Problem details: Write only the number of lines in the entries below that contain the string "first".

Data extracted from a collection:
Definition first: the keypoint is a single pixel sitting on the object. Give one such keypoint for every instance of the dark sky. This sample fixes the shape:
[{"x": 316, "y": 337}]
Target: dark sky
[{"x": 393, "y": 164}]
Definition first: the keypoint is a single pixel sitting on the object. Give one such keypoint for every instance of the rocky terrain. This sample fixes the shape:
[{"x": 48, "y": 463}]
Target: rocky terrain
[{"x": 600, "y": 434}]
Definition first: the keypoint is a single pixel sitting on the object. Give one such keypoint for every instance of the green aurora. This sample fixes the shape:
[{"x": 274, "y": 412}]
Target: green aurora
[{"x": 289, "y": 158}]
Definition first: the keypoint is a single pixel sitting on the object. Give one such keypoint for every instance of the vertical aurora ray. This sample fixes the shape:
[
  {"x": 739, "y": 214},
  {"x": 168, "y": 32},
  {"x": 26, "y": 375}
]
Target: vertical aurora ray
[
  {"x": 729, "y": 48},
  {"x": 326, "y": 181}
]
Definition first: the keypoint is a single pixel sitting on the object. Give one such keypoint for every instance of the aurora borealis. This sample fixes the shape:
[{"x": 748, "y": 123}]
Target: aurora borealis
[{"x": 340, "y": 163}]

Response to this task: 5